* **Task directions**: Please lay out every line of the listing below as a numbered list, skipping any blank lines. Leave the pictures out of your answer.

[Extracted data listing]
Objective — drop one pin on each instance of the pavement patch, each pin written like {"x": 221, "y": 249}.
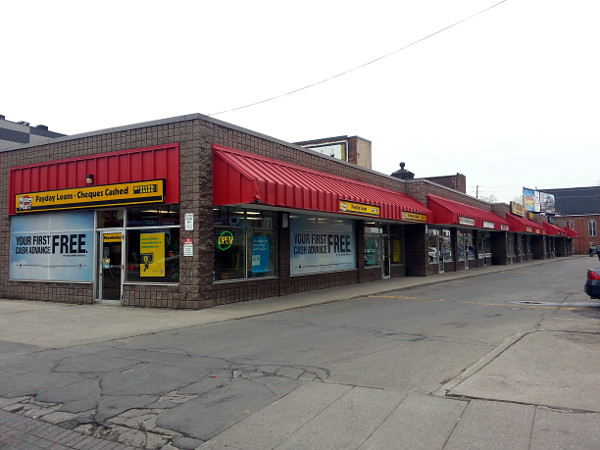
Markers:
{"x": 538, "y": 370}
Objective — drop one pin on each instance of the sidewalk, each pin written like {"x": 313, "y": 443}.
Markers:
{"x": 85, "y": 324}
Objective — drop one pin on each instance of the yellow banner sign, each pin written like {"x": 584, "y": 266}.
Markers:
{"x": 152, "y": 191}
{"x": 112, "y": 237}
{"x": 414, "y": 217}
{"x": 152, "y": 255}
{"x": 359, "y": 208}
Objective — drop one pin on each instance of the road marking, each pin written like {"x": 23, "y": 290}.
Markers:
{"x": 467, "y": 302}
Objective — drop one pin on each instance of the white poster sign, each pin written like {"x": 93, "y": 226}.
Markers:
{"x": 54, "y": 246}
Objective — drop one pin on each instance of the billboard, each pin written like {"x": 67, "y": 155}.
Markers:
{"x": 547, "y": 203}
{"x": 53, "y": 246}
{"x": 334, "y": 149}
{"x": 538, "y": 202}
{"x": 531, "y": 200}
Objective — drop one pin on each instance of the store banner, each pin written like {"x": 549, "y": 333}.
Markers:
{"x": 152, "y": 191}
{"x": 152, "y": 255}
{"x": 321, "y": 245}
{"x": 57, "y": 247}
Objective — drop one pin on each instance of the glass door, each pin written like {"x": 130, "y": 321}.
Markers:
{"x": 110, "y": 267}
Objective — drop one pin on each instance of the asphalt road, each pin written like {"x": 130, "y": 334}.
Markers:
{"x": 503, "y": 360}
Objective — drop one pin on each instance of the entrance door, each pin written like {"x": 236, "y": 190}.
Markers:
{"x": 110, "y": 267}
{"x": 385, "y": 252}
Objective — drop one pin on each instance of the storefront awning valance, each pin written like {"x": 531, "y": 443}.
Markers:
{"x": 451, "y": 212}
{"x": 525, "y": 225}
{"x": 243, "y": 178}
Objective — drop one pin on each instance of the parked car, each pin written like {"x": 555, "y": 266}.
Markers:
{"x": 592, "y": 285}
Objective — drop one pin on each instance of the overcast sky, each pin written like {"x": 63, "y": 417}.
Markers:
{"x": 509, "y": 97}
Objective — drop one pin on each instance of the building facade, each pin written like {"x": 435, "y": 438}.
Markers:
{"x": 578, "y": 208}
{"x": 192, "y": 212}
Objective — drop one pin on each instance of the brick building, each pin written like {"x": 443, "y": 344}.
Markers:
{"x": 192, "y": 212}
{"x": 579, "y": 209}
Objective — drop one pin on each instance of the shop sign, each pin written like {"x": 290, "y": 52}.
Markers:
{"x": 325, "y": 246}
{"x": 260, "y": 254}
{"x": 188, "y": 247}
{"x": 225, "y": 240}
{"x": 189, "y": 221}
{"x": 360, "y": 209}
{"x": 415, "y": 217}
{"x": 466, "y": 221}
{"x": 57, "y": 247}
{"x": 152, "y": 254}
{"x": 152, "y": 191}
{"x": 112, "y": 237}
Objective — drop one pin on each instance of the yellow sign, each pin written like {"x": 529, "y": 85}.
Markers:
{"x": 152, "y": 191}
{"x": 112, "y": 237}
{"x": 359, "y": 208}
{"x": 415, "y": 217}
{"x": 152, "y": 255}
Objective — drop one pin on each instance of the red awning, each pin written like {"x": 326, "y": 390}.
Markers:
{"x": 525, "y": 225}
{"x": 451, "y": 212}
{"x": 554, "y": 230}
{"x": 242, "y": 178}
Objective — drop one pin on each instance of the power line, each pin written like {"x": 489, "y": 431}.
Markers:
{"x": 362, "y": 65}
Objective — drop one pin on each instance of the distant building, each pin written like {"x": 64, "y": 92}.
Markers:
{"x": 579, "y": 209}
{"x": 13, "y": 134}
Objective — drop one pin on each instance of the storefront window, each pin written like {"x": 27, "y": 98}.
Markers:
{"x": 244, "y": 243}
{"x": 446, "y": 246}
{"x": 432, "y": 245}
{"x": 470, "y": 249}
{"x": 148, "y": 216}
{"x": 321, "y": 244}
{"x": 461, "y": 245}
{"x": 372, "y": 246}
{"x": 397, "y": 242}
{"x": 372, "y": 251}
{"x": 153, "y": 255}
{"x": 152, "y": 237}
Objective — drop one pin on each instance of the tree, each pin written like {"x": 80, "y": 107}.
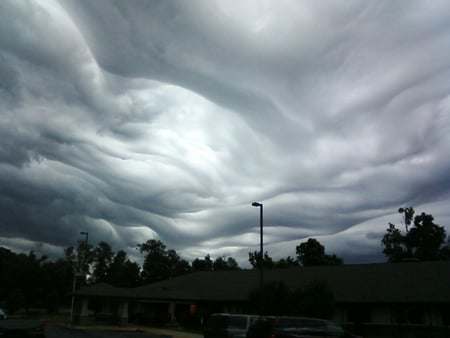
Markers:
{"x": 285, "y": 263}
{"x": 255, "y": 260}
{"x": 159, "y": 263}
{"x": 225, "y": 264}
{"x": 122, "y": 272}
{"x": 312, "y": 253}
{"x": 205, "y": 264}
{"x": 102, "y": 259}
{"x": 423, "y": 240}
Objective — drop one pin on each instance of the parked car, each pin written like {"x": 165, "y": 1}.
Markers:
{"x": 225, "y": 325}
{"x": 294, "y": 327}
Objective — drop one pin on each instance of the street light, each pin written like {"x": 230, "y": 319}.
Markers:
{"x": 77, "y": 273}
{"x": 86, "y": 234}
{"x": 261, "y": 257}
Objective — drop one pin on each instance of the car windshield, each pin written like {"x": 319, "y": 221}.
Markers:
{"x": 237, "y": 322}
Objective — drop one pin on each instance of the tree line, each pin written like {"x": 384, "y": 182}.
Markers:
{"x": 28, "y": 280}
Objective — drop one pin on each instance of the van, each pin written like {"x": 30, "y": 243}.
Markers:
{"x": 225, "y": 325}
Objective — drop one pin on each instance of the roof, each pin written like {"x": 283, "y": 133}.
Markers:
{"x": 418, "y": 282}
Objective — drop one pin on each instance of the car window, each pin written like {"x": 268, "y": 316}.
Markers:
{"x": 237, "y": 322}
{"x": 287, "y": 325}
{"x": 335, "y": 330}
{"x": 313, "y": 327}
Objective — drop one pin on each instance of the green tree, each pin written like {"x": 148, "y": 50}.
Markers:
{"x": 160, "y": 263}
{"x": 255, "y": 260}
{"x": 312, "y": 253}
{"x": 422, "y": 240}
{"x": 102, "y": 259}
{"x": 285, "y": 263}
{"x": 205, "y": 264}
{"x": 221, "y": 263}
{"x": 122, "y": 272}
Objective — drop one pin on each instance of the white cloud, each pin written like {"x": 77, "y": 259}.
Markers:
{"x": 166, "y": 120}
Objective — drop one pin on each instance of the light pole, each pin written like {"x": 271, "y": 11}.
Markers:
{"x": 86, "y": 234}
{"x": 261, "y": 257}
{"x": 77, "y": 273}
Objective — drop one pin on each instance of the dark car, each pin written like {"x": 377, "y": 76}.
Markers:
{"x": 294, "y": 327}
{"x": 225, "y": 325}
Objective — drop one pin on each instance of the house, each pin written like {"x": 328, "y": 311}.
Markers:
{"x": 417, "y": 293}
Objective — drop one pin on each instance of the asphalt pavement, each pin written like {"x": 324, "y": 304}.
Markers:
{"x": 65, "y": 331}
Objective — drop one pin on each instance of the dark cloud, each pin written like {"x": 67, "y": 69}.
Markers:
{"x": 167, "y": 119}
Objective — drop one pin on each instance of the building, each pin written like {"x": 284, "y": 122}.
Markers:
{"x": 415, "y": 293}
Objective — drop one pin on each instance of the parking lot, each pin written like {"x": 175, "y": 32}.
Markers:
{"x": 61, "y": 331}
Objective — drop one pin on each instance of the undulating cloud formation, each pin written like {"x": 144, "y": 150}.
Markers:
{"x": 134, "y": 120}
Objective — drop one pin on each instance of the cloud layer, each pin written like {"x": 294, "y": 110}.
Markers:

* **Full output**:
1. Objective — drop one pin on each instance of the pavement patch, each pin written like {"x": 221, "y": 249}.
2. Markers:
3. {"x": 538, "y": 370}
4. Objective — drop one pin on each instance of the sidewalk, each pin written like {"x": 313, "y": 443}.
5. Markers:
6. {"x": 85, "y": 324}
7. Objective — drop one pin on each instance of the yellow banner sign, each pin written like {"x": 584, "y": 266}.
8. Markers:
9. {"x": 152, "y": 191}
10. {"x": 112, "y": 237}
11. {"x": 414, "y": 217}
12. {"x": 152, "y": 255}
13. {"x": 359, "y": 208}
14. Objective — drop one pin on each instance of the road marking, each pin written like {"x": 23, "y": 290}.
15. Markers:
16. {"x": 467, "y": 302}
17. Objective — drop one pin on each instance of the white poster sign, each pin written like {"x": 93, "y": 226}.
18. Markers:
19. {"x": 54, "y": 246}
20. Objective — drop one pin on each instance of the billboard, each pin written like {"x": 67, "y": 155}.
21. Markers:
22. {"x": 547, "y": 203}
23. {"x": 53, "y": 246}
24. {"x": 334, "y": 149}
25. {"x": 538, "y": 202}
26. {"x": 531, "y": 200}
27. Objective — drop one pin on each instance of the store banner, each pin written like {"x": 549, "y": 333}.
28. Markers:
29. {"x": 152, "y": 191}
30. {"x": 152, "y": 255}
31. {"x": 321, "y": 245}
32. {"x": 57, "y": 247}
33. Objective — drop one pin on each instance of the glass door, each pin written like {"x": 130, "y": 321}.
34. Markers:
35. {"x": 110, "y": 267}
36. Objective — drop one pin on each instance of the asphalt road, each pin written like {"x": 130, "y": 334}.
37. Markers:
38. {"x": 503, "y": 360}
39. Objective — drop one pin on each instance of the entrance door, each pin written like {"x": 236, "y": 190}.
40. Markers:
41. {"x": 110, "y": 267}
42. {"x": 385, "y": 252}
43. Objective — drop one pin on each instance of the storefront awning valance, each pin written like {"x": 531, "y": 443}.
44. Markers:
45. {"x": 451, "y": 212}
46. {"x": 525, "y": 225}
47. {"x": 243, "y": 178}
48. Objective — drop one pin on each instance of the parked car, each pin written like {"x": 555, "y": 266}.
49. Markers:
50. {"x": 592, "y": 285}
51. Objective — drop one pin on each instance of the overcast sky, each pin written like {"x": 63, "y": 417}.
52. Markers:
53. {"x": 509, "y": 97}
54. Objective — drop one pin on each instance of the building facade, each pin written like {"x": 435, "y": 438}.
55. Markers:
56. {"x": 578, "y": 208}
57. {"x": 192, "y": 212}
58. Objective — drop one pin on each instance of the brick building, each pin written like {"x": 443, "y": 344}.
59. Markers:
60. {"x": 192, "y": 212}
61. {"x": 579, "y": 209}
62. Objective — drop one pin on each instance of the shop sign, each pin written like {"x": 290, "y": 52}.
63. Markers:
64. {"x": 325, "y": 246}
65. {"x": 260, "y": 254}
66. {"x": 188, "y": 247}
67. {"x": 225, "y": 240}
68. {"x": 189, "y": 221}
69. {"x": 360, "y": 209}
70. {"x": 415, "y": 217}
71. {"x": 466, "y": 221}
72. {"x": 57, "y": 247}
73. {"x": 152, "y": 254}
74. {"x": 152, "y": 191}
75. {"x": 112, "y": 237}
76. Objective — drop one pin on each instance of the yellow sign, each pin written like {"x": 529, "y": 85}.
77. Markers:
78. {"x": 152, "y": 191}
79. {"x": 112, "y": 237}
80. {"x": 359, "y": 208}
81. {"x": 415, "y": 217}
82. {"x": 152, "y": 255}
83. Objective — drop one pin on each instance of the red awning, each pin written like {"x": 326, "y": 390}.
84. Markers:
85. {"x": 525, "y": 225}
86. {"x": 451, "y": 212}
87. {"x": 554, "y": 230}
88. {"x": 242, "y": 178}
89. Objective — drop one pin on each instance of the power line, each pin written like {"x": 489, "y": 431}.
90. Markers:
91. {"x": 362, "y": 65}
92. Objective — drop one pin on each instance of the distant building, each pin written like {"x": 64, "y": 92}.
93. Markers:
94. {"x": 579, "y": 209}
95. {"x": 13, "y": 134}
96. Objective — drop one pin on each instance of the storefront window, each pin written like {"x": 27, "y": 98}.
97. Markers:
98. {"x": 244, "y": 243}
99. {"x": 446, "y": 246}
100. {"x": 432, "y": 245}
101. {"x": 470, "y": 249}
102. {"x": 148, "y": 216}
103. {"x": 321, "y": 244}
104. {"x": 461, "y": 245}
105. {"x": 372, "y": 246}
106. {"x": 397, "y": 242}
107. {"x": 372, "y": 251}
108. {"x": 153, "y": 255}
109. {"x": 152, "y": 237}
110. Objective — drop one pin on each instance of the tree, each pin written like {"x": 80, "y": 107}.
111. Markers:
112. {"x": 285, "y": 263}
113. {"x": 255, "y": 260}
114. {"x": 159, "y": 263}
115. {"x": 225, "y": 264}
116. {"x": 122, "y": 272}
117. {"x": 312, "y": 253}
118. {"x": 205, "y": 264}
119. {"x": 102, "y": 259}
120. {"x": 423, "y": 240}
121. Objective — drop one pin on each instance of the parked car, each pin written like {"x": 165, "y": 1}.
122. Markers:
123. {"x": 225, "y": 325}
124. {"x": 294, "y": 327}
125. Objective — drop one pin on each instance of the street light, each pin written like {"x": 230, "y": 319}.
126. Markers:
127. {"x": 77, "y": 273}
128. {"x": 86, "y": 234}
129. {"x": 261, "y": 257}
130. Objective — drop one pin on each instance of the car windshield, each pin written like {"x": 319, "y": 221}.
131. Markers:
132. {"x": 237, "y": 322}
133. Objective — drop one pin on each instance of the tree line, each pin written like {"x": 384, "y": 182}.
134. Markers:
135. {"x": 28, "y": 280}
136. Objective — drop one pin on each instance of the van, each pin written like {"x": 30, "y": 243}.
137. Markers:
138. {"x": 225, "y": 325}
139. Objective — drop one pin on each instance of the roof, each pin written like {"x": 283, "y": 133}.
140. Markers:
141. {"x": 418, "y": 282}
142. Objective — drop one pin on each instance of the car window, each pin written like {"x": 268, "y": 316}.
143. Markers:
144. {"x": 237, "y": 322}
145. {"x": 287, "y": 325}
146. {"x": 335, "y": 330}
147. {"x": 313, "y": 327}
148. Objective — drop one pin on each instance of the green tree, each pin written like {"x": 148, "y": 50}.
149. Markers:
150. {"x": 160, "y": 263}
151. {"x": 255, "y": 260}
152. {"x": 312, "y": 253}
153. {"x": 422, "y": 240}
154. {"x": 102, "y": 259}
155. {"x": 285, "y": 263}
156. {"x": 205, "y": 264}
157. {"x": 221, "y": 263}
158. {"x": 122, "y": 272}
159. Objective — drop one pin on each instance of the white cloud, each pin written like {"x": 77, "y": 259}.
160. Markers:
161. {"x": 166, "y": 120}
162. Objective — drop one pin on each instance of the light pole, each pin written like {"x": 271, "y": 11}.
163. Markers:
164. {"x": 86, "y": 234}
165. {"x": 261, "y": 257}
166. {"x": 77, "y": 273}
167. Objective — drop one pin on each instance of the dark car, each pin written like {"x": 377, "y": 76}.
168. Markers:
169. {"x": 294, "y": 327}
170. {"x": 225, "y": 325}
171. Objective — drop one pin on each instance of the house, each pin written like {"x": 328, "y": 311}.
172. Markers:
173. {"x": 417, "y": 293}
174. Objective — drop one pin on each instance of the asphalt pavement, each pin written like {"x": 324, "y": 304}.
175. Markers:
176. {"x": 65, "y": 331}
177. Objective — drop one pin on each instance of the dark cloud, each pin written like {"x": 67, "y": 69}.
178. Markers:
179. {"x": 167, "y": 119}
180. Objective — drop one pin on each instance of the building, each pin written like {"x": 284, "y": 122}.
181. Markers:
182. {"x": 415, "y": 293}
183. Objective — drop one pin on each instance of the parking lot, each pin written like {"x": 175, "y": 32}.
184. Markers:
185. {"x": 61, "y": 331}
186. Objective — drop one pin on each instance of the undulating cloud formation, each pin written like {"x": 144, "y": 150}.
187. Markers:
188. {"x": 134, "y": 120}
189. Objective — drop one pin on each instance of the cloud layer, each pin written like {"x": 294, "y": 110}.
190. Markers:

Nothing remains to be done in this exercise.